### DIE AUFGABE
Schreibe sämtliche folgenden Zeilen als nummerierte Liste um, lass dabei Leerzeilen weg und übernimm die Bilder nicht in die Antwort.

### GEGEBENE ZEILEN
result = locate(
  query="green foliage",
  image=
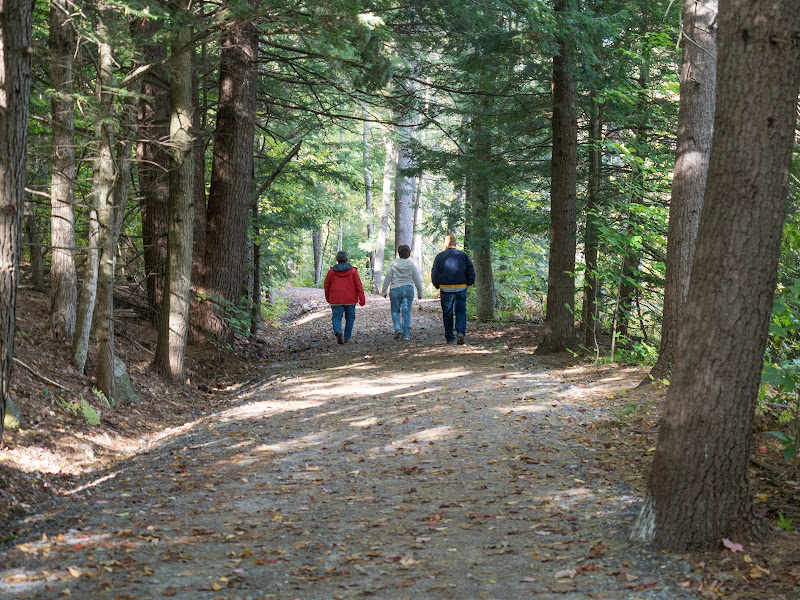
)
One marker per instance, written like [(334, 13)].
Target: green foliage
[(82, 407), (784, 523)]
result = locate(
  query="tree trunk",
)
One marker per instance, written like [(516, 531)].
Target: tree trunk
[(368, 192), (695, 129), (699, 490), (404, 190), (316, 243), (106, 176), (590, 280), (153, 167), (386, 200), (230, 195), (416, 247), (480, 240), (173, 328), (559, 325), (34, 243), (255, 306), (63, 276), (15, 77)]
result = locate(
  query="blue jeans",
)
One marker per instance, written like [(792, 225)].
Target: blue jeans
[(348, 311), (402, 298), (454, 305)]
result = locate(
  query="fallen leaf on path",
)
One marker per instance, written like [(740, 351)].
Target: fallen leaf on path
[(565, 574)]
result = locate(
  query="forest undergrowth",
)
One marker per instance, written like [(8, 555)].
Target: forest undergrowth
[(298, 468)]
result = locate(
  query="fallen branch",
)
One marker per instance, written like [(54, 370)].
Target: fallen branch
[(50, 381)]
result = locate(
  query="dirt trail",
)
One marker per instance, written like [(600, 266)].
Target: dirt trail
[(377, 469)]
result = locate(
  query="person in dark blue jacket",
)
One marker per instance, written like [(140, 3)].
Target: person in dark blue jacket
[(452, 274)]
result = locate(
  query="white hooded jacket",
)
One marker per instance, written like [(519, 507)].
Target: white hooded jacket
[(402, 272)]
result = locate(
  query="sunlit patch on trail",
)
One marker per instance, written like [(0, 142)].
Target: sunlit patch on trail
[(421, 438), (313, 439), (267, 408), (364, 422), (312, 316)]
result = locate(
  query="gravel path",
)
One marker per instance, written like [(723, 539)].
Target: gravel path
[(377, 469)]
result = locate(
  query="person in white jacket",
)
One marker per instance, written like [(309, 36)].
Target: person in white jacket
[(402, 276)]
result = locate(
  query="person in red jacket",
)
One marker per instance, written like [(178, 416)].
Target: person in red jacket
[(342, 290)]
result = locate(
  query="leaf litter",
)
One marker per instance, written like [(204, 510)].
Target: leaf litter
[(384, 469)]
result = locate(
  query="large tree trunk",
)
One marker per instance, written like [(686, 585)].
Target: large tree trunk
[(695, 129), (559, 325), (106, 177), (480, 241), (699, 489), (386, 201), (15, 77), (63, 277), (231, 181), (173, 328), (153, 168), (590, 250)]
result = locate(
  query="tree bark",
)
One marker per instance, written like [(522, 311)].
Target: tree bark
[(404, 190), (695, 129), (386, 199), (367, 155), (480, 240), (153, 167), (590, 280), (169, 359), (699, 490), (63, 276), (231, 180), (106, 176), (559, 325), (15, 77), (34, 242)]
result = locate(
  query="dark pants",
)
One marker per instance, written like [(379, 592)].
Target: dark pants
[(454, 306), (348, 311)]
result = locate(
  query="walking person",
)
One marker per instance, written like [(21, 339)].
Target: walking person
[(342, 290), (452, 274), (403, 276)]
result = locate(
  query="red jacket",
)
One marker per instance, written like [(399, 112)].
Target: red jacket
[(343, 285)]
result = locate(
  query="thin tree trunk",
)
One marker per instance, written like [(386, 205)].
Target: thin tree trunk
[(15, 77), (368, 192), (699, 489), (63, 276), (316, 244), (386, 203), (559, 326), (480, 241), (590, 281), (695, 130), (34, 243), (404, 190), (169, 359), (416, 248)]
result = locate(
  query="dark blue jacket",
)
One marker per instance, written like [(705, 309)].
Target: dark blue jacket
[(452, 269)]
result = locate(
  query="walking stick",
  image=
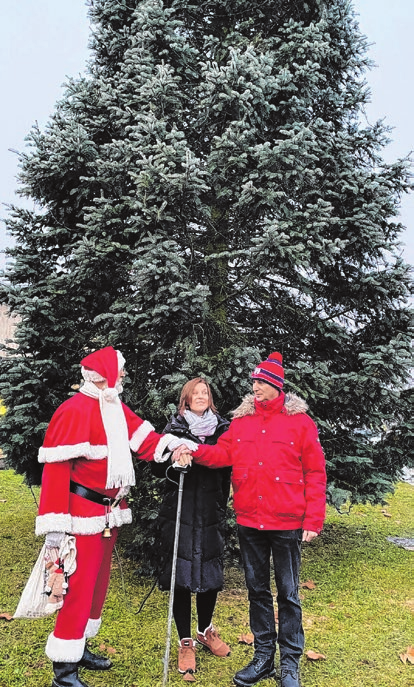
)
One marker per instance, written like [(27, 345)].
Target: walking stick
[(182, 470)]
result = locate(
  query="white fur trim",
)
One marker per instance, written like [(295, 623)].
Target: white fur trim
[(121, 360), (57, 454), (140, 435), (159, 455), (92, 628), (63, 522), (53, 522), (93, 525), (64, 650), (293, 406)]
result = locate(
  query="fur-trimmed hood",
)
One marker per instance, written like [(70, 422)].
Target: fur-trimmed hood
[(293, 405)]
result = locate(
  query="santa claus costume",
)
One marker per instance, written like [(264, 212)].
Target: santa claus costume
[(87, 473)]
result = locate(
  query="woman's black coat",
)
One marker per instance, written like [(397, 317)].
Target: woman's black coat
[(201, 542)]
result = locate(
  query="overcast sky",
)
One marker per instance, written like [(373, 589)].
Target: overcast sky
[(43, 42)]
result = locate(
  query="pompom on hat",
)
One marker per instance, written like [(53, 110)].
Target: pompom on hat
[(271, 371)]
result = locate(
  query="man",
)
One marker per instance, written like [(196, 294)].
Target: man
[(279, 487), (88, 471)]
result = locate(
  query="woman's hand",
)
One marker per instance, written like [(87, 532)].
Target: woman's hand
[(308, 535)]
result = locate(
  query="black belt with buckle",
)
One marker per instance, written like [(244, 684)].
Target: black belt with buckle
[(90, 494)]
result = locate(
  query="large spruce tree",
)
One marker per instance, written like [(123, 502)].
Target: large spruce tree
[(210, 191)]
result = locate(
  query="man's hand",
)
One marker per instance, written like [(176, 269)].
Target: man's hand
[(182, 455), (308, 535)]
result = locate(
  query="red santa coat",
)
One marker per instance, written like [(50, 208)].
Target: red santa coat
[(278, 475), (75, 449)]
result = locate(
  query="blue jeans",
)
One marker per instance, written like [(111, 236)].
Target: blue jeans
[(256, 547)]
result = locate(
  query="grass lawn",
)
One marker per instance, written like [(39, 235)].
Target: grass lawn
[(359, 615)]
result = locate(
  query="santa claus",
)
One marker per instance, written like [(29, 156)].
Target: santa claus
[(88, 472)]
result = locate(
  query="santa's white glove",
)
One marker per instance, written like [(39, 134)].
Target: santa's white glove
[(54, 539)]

### LÖSUNG DER ÜBUNG
1. result = locate(
2.   query="green foliage",
3.   image=
4. )
5. One marker per instance, written like [(334, 13)].
6. Target: green foliage
7. [(82, 407), (784, 523)]
8. result = locate(
9.   query="tree trunk",
10. )
11. One marker per instance, written like [(516, 531)].
12. Target: tree trunk
13. [(368, 192), (695, 129), (699, 490), (404, 190), (316, 243), (106, 176), (590, 280), (153, 167), (386, 200), (230, 195), (416, 247), (480, 240), (173, 328), (559, 325), (34, 243), (255, 306), (63, 276), (15, 77)]
14. result = locate(
15.   query="blue jeans",
16. )
17. One marker per instance, written like [(792, 225)].
18. Target: blue jeans
19. [(348, 311), (402, 298), (454, 305)]
20. result = locate(
21.   query="fallen leaf on path",
22. )
23. One marker per instance, written like [(740, 351)].
24. Target: fallen leaf on path
25. [(565, 574)]
26. result = locate(
27.   query="forest undergrowth",
28. )
29. One marker per instance, written like [(8, 555)].
30. Target: forest undergrowth
31. [(298, 468)]
32. result = locate(
33.   query="fallen branch",
34. )
35. One marker per instance, written like [(54, 370)].
36. Target: fallen branch
37. [(50, 381)]
38. result = locate(
39.   query="dirt trail",
40. )
41. One marker per instance, written like [(600, 266)].
42. Target: dirt trail
43. [(377, 469)]
44. result = locate(
45.   query="person in dark blue jacket",
46. )
47. One marker per instance, written like [(140, 3)].
48. Target: person in dark blue jacket
49. [(452, 274)]
50. result = locate(
51.   query="white hooded jacket",
52. )
53. One marker per instance, written like [(519, 507)].
54. Target: white hooded jacket
55. [(402, 272)]
56. result = locate(
57.   query="sunlit patch on trail",
58. )
59. One marker per instance, written like [(0, 142)].
60. Target: sunlit patch on trail
61. [(421, 438), (313, 439), (267, 408), (364, 422), (312, 316)]
62. result = locate(
63.   query="gravel path",
64. )
65. One marker per instance, written like [(723, 539)].
66. Target: gravel path
67. [(377, 469)]
68. result = locate(
69.   query="person in white jacket",
70. )
71. One marker per instance, written like [(309, 36)].
72. Target: person in white jacket
73. [(402, 276)]
74. result = locate(
75.   query="person in red jacket",
76. )
77. One marker per instance, written like [(178, 416)].
78. Target: person in red jacket
79. [(342, 290)]
80. result = locate(
81.   query="leaf litter",
82. )
83. One marker per instance, written like [(204, 510)].
84. Target: leaf litter
85. [(384, 469)]
86. result = locate(
87.   query="large tree trunk",
88. )
89. One marker per instance, written like [(686, 585)].
90. Target: large tree trunk
91. [(695, 129), (559, 325), (106, 177), (480, 241), (699, 489), (386, 201), (15, 77), (63, 277), (231, 181), (173, 328), (153, 168), (590, 250)]
92. result = locate(
93.   query="tree bark",
94. )
95. One marker per instance, written like [(522, 311)].
96. Target: tree bark
97. [(404, 190), (695, 129), (386, 199), (367, 155), (480, 240), (153, 167), (590, 280), (169, 359), (699, 490), (63, 276), (231, 180), (106, 176), (559, 325), (15, 77), (34, 242)]
98. result = locate(
99.   query="dark pants",
100. )
101. One marker per instance, written like [(379, 592)].
102. Target: dark pants
103. [(454, 306), (348, 311)]
104. result = locate(
105.   query="walking person",
106. )
107. One marker per instance, written like [(21, 339)].
108. Target: walking person
109. [(342, 290), (452, 274), (403, 276)]
110. result = locate(
111.   query="red jacket",
112. )
113. One marker per instance, written like [(399, 112)].
114. Target: red jacket
115. [(343, 285)]
116. result = locate(
117.   query="thin tree trunk",
118. )
119. One marker per instance, written like [(386, 205)].
120. Target: thin tree trunk
121. [(15, 77), (368, 192), (699, 489), (63, 276), (316, 244), (386, 203), (559, 326), (480, 241), (590, 281), (695, 130), (34, 243), (404, 190), (169, 359), (416, 248)]
122. result = locate(
123.   query="dark blue jacket",
124. )
125. One marker per instance, written like [(705, 309)].
126. Target: dark blue jacket
127. [(452, 269)]
128. result = locate(
129.   query="walking stick",
130.   image=
131. )
132. One marker per instance, written like [(27, 345)].
133. Target: walking stick
134. [(182, 470)]
135. result = locate(
136.   query="white fur trim",
137. )
138. One marker per instance, written like [(295, 623)].
139. Target: white fur trim
140. [(121, 360), (57, 454), (140, 435), (159, 455), (92, 628), (63, 522), (53, 522), (93, 525), (64, 650), (293, 406)]
141. result = locate(
142.   query="fur-trimmed hood",
143. )
144. One marker per instance, written like [(70, 422)].
145. Target: fur-trimmed hood
146. [(293, 405)]
147. result = locate(
148.   query="santa claus costume",
149. )
150. One marker per instance, written like [(264, 212)].
151. Target: santa claus costume
152. [(87, 473)]
153. result = locate(
154.   query="woman's black coat",
155. )
156. One marker per instance, written like [(397, 317)].
157. Target: woman's black coat
158. [(201, 542)]
159. result = locate(
160.   query="overcast sky",
161. )
162. One marker per instance, written like [(373, 589)].
163. Target: overcast sky
164. [(43, 42)]
165. result = locate(
166.   query="pompom on hat",
167. )
168. One marker per instance, written like [(53, 110)].
169. Target: pompom on hat
170. [(271, 371)]
171. result = locate(
172.   query="man",
173. )
174. One marker per instance, written like [(196, 294)].
175. Target: man
176. [(279, 487), (88, 471)]
177. result = locate(
178.   query="woman's hand",
179. )
180. One marker per instance, written like [(87, 532)].
181. Target: woman's hand
182. [(308, 535)]
183. result = locate(
184.   query="black belt with buckle",
185. )
186. One marker per instance, written like [(244, 684)].
187. Target: black belt with buckle
188. [(90, 494)]
189. result = locate(
190.   query="large spruce tree",
191. )
192. One marker per instance, written like [(123, 502)].
193. Target: large spruce tree
194. [(210, 191)]
195. result = locate(
196.   query="man's hand",
197. )
198. One marker per instance, written like [(176, 269)].
199. Target: man's hand
200. [(182, 455), (308, 535)]
201. result = locate(
202.   query="red santa coat",
203. )
204. One marker per instance, written like [(50, 208)].
205. Target: red santa coat
206. [(278, 475), (75, 449)]
207. result = locate(
208.   query="blue jeans",
209. )
210. One marker per instance, written like [(111, 236)].
211. Target: blue jeans
212. [(256, 547)]
213. result = locate(
214.   query="grass lawn",
215. )
216. One marker per instance, written like [(39, 235)].
217. Target: grass lawn
218. [(359, 615)]
219. result = locate(
220.   query="santa claus",
221. )
222. One marker per instance, written like [(29, 156)].
223. Target: santa claus
224. [(88, 472)]
225. result = locate(
226.   query="santa's white glove",
227. )
228. One marker per instance, written like [(39, 134)].
229. Target: santa's white glove
230. [(54, 539)]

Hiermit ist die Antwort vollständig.